- Extracted entries:
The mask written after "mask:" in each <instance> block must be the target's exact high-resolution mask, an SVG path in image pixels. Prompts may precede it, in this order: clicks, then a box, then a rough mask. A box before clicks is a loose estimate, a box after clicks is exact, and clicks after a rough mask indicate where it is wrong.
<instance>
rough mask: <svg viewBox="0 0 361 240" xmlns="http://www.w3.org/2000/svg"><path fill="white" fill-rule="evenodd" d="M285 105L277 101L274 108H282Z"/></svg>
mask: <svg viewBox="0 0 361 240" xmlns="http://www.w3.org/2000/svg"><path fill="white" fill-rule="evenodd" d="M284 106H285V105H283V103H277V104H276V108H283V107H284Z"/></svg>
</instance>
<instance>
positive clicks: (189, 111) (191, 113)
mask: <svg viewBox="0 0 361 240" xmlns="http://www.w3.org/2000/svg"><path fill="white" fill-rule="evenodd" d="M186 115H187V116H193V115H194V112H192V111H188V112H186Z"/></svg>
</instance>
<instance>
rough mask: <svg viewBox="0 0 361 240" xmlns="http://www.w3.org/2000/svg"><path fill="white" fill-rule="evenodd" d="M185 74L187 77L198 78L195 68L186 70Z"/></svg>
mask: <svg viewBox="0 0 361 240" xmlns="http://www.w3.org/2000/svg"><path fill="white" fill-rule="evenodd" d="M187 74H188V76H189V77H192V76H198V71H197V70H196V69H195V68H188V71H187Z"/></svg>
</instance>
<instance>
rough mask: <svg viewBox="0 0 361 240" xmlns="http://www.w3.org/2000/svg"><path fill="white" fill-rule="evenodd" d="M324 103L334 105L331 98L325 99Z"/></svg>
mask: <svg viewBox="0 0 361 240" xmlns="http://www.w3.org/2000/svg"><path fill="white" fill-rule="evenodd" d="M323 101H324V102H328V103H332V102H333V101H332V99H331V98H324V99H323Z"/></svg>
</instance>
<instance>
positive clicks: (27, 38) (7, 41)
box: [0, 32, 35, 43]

- Task brief: Reproduce the listing above in full, word for word.

- The completed task:
The mask written after "mask:" in each <instance> block must be the target's exact high-resolution mask, an SVG path in image pixels. Prompts may precede it, in this order: clicks, then a box, then a rough mask. A box before clicks is a loose estimate, a box after clicks is exact, and clicks after a rough mask indicate where it is wrong.
<instance>
rough mask: <svg viewBox="0 0 361 240" xmlns="http://www.w3.org/2000/svg"><path fill="white" fill-rule="evenodd" d="M285 105L277 101L274 108H282Z"/></svg>
mask: <svg viewBox="0 0 361 240" xmlns="http://www.w3.org/2000/svg"><path fill="white" fill-rule="evenodd" d="M284 106H285V105H283V103H277V104H276V108H283V107H284Z"/></svg>
</instance>
<instance>
positive clicks: (189, 111) (191, 113)
mask: <svg viewBox="0 0 361 240" xmlns="http://www.w3.org/2000/svg"><path fill="white" fill-rule="evenodd" d="M186 115H187V116H193V115H194V112H192V111H188V112H186Z"/></svg>
</instance>
<instance>
rough mask: <svg viewBox="0 0 361 240" xmlns="http://www.w3.org/2000/svg"><path fill="white" fill-rule="evenodd" d="M185 74L187 77L198 78L195 68L186 70Z"/></svg>
mask: <svg viewBox="0 0 361 240" xmlns="http://www.w3.org/2000/svg"><path fill="white" fill-rule="evenodd" d="M187 74H188V76H189V77H192V76H198V71H197V70H196V69H195V68H188V71H187Z"/></svg>
</instance>
<instance>
rough mask: <svg viewBox="0 0 361 240" xmlns="http://www.w3.org/2000/svg"><path fill="white" fill-rule="evenodd" d="M324 103L334 105L331 98L325 99Z"/></svg>
mask: <svg viewBox="0 0 361 240" xmlns="http://www.w3.org/2000/svg"><path fill="white" fill-rule="evenodd" d="M323 101H324V102H328V103H332V102H333V101H332V99H331V98H324V99H323Z"/></svg>
</instance>
<instance>
positive clicks: (27, 38) (7, 41)
box: [0, 32, 35, 43]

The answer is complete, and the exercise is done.